======== TEXT PROVIDED

The attitudes of those opposed to the research were summed up by a Greenpeace protest against human embryo patents outside the Reichstag in Germany. Protesters carrying placards with the uncompromising slogan ‘Stoppt Patente Auf leben’ marched around hundreds of frozen blocks of ice, each one with a plastic baby doll inside. The Greenpeace representatives were probably aware (unlike many of those who saw their protest) that the embryos being discussed were no bigger than the full point at the end of this sentence. They have no identifying features, and not even the merest hint of a nervous system. But shock tactics are from rare when discussing issues as important and emotive as this.
Richard Branson has just launched a much-publicised Virgin-branded cold-storage operation where parents can store their newborn’s umbilical cord and placental blood for use in later life. The stem cells thereby retained could be used to grow tissue or organs much less likely to be rejected by the body than cells imported from another donor, and the project might prove to have huge medical potential. But research carried out on pigs and mice suggests these types of stem cell could not match the versatility of embryonic stem cells, which have already been used to replace injured or dead cells in these animals to cure heart disease, diabetes, spinal cord injuries and many more afflictions. Research on human embryonic stem cells could yet prove to be modern medical science’s biggest discovery.

================
======== ENTRIES SHOWN

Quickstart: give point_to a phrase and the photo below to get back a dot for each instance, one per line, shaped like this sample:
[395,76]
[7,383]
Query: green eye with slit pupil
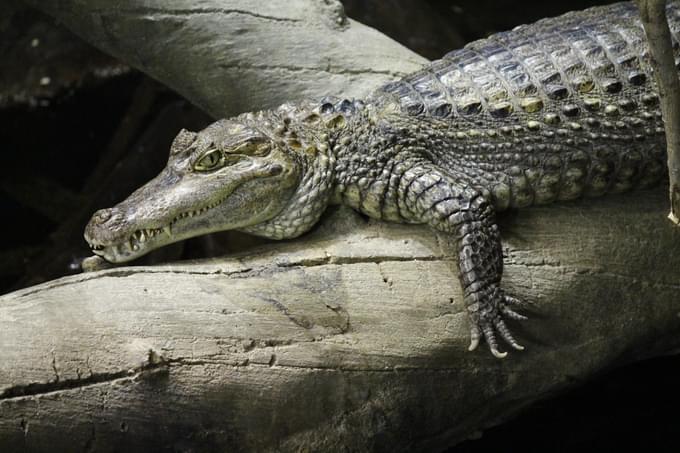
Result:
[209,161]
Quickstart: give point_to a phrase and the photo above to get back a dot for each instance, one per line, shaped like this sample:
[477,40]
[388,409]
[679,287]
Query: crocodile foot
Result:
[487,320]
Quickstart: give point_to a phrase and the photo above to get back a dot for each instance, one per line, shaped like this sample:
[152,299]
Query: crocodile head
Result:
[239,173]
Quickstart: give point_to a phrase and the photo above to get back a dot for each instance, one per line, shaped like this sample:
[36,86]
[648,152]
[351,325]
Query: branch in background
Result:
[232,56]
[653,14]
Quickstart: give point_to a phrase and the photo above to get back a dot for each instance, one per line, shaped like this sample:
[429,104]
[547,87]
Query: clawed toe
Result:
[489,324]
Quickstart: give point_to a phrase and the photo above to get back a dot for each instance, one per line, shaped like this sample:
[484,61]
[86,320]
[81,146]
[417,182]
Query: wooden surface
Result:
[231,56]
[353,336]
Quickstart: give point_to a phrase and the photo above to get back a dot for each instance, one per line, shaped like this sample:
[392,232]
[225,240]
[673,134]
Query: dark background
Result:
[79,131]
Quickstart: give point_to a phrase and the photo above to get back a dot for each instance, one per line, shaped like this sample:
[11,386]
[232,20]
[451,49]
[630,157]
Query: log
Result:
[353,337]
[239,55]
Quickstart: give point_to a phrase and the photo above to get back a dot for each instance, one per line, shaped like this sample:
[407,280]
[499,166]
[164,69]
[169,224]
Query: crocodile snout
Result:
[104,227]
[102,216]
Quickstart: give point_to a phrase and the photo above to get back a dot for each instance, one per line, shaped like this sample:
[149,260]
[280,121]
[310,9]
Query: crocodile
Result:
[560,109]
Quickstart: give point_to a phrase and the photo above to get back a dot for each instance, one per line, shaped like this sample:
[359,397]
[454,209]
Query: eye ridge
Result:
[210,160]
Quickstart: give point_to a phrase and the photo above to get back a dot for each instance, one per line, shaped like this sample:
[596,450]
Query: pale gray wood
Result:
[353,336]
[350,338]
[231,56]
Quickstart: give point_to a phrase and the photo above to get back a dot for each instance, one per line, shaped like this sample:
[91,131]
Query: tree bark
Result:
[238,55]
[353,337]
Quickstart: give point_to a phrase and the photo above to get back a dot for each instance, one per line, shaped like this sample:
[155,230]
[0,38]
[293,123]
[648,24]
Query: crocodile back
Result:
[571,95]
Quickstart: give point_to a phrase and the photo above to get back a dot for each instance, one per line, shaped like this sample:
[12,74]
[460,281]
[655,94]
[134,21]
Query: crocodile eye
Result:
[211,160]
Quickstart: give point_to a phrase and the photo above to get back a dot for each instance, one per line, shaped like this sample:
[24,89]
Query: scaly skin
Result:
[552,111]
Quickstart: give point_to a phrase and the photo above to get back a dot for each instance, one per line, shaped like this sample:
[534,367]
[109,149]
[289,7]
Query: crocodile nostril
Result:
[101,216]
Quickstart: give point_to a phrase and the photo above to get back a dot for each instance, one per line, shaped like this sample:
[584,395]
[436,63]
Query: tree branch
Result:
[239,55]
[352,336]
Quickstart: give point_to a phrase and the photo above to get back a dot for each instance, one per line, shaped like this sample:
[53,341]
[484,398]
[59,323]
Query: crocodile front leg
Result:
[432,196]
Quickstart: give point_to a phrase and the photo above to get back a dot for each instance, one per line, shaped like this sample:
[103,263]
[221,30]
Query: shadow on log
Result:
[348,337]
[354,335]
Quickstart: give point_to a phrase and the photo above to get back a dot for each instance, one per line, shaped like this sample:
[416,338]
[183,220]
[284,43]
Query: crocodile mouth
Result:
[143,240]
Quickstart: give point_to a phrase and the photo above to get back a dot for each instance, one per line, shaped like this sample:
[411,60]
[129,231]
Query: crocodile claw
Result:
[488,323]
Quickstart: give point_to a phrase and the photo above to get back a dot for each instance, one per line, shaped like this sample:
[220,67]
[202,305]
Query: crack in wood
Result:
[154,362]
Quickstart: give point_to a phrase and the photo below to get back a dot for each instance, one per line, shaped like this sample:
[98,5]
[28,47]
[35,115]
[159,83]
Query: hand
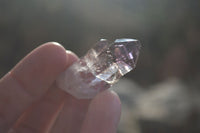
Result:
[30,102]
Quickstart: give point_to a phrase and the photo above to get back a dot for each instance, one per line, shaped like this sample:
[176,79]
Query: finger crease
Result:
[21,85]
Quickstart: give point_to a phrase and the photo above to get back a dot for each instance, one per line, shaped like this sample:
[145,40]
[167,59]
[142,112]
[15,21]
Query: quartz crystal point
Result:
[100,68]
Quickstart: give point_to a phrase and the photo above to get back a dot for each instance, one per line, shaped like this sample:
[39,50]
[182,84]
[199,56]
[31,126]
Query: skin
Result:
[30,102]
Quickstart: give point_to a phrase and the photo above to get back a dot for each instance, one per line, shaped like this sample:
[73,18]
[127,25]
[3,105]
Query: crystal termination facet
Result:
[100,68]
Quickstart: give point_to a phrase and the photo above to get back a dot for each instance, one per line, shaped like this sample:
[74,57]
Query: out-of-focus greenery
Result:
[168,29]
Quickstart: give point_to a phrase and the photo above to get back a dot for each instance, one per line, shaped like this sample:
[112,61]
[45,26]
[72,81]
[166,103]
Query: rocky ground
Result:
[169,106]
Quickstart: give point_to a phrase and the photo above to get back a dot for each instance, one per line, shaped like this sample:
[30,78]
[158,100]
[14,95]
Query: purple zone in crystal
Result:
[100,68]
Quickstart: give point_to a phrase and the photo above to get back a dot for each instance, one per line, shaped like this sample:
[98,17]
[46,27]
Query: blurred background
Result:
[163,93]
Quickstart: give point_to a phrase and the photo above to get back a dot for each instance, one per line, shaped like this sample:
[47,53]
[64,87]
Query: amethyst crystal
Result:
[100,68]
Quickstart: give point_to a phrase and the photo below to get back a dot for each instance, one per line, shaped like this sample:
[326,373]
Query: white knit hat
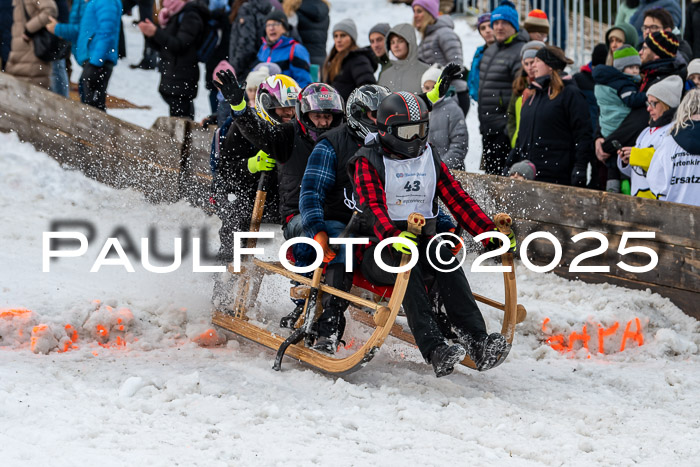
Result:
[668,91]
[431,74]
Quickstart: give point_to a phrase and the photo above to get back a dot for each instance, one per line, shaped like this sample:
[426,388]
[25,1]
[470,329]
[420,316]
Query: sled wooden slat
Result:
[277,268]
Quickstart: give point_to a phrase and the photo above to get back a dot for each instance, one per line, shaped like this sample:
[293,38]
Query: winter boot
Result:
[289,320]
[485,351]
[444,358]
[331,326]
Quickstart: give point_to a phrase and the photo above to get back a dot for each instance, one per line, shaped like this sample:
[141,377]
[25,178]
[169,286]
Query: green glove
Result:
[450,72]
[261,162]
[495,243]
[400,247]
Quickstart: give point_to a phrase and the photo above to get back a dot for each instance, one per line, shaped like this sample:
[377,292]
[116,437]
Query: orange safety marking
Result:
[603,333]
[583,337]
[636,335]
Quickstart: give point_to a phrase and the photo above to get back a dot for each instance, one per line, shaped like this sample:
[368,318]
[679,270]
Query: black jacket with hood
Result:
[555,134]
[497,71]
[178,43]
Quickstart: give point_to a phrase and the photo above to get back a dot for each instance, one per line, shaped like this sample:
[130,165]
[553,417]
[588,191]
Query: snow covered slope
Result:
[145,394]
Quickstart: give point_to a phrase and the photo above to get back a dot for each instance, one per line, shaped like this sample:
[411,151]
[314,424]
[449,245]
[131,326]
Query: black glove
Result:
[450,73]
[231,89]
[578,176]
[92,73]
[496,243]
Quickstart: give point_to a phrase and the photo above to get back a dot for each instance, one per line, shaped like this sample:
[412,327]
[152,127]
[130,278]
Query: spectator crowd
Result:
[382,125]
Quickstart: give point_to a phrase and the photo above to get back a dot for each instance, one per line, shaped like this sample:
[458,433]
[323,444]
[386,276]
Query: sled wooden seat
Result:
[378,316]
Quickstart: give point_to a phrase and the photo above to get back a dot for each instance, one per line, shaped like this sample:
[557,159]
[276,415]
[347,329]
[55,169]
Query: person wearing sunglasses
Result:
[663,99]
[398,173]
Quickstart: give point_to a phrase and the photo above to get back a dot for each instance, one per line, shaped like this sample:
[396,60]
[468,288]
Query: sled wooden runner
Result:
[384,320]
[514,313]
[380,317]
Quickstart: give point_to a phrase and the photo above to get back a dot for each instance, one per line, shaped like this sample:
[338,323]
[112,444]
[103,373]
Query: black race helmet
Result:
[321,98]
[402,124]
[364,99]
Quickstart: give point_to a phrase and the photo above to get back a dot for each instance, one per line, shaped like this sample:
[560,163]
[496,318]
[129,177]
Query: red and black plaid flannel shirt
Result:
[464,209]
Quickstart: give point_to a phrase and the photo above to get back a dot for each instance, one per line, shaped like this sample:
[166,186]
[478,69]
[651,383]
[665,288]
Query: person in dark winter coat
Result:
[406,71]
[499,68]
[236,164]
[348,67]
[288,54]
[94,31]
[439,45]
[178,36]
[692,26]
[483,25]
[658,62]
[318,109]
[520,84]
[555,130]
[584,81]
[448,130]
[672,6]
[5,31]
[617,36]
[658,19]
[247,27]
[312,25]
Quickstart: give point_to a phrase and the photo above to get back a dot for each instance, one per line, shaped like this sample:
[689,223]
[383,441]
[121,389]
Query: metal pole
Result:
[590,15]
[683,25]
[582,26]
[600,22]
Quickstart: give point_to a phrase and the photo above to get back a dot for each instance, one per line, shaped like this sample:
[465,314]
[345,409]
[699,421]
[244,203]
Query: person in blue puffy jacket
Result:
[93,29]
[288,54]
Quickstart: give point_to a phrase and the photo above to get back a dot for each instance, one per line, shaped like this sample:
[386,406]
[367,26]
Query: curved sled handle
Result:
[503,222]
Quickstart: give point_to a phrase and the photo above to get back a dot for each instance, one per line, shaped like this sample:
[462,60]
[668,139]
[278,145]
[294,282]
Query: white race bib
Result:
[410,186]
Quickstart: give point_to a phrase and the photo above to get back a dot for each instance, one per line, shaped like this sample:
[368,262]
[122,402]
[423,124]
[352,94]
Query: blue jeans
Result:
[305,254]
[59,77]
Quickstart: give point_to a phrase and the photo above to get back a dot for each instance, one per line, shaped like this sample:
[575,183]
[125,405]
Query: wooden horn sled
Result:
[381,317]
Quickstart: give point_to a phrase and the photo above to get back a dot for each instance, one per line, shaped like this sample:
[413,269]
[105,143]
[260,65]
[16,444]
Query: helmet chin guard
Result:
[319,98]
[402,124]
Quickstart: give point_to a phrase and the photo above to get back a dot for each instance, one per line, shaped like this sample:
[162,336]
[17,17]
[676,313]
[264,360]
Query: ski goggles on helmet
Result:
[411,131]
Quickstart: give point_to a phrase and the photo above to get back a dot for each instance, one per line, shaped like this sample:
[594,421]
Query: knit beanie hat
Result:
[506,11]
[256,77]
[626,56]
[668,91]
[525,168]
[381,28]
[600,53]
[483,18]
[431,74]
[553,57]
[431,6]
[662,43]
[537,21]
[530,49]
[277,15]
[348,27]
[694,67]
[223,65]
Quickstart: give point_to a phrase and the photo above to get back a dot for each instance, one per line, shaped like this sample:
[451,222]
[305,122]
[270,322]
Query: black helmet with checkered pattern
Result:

================

**WORK TASK:**
Continue the passage on embryonic stem cell research, picking up right after its final sentence.

**OUTPUT BELOW:**
Clearly, this area could be a potential goldmine for biotechnology, and crucially – given the massive polarity of views globally – a chance for biotechnology to find strongholds in the scientifically liberal countries willing to embrace, promote and invest in the resulting technologies. Branson’s step is a brave one. Private storage, of the type he is offering, is opposed by the EC’s European Group on Ethics in Science and New Technologies and is now unlawful in France and Italy. But Branson’s courtship of controversy might be just what biotechnology needs. Much of the discussion and legislation surrounding stem cell research so far has been squeamish of commercialism to say the very least. Of course Branson has tried to show that his motivation in this venture, as with the research he is privately funding into biofuels, is born of corporate conscience – half of the donated blood will be stored in a national bank for research purposes – but the company will be run for profit. And biotechs can’t afford to be afraid of turning profit from progress.
Boundaries, of course, have been drawn, but the UK is keen to achieve the best results possible within the parameters of public approval. To that end, Science and Innovation Minister Malcolm Wicks has announced that the UK’s two major public funders of stem cell research, the Biotechnology and Biological Sciences Research Council and the Medical Research Council (MRC), will run a national public discussion on the issue funded by the Sciencewise unit of the DTI. The dialogue programme will aim to bring scientists and the public together to identify public expectations, aspirations and concerns about stem cell research, and will be paid for by a £300,000 government grant. When the announcement was made at a meeting of leading experts in the field in London recently MRC Chief Executive, Colin Blakemore, made it clear that the dialogue was as much about moving forward as gauging opinion. He said: “Discussion will help to make scientists understand the potential of their work and policymakers aware of the public’s views. In turn, this might lead to laboratory discoveries being applied more quickly in the clinic.”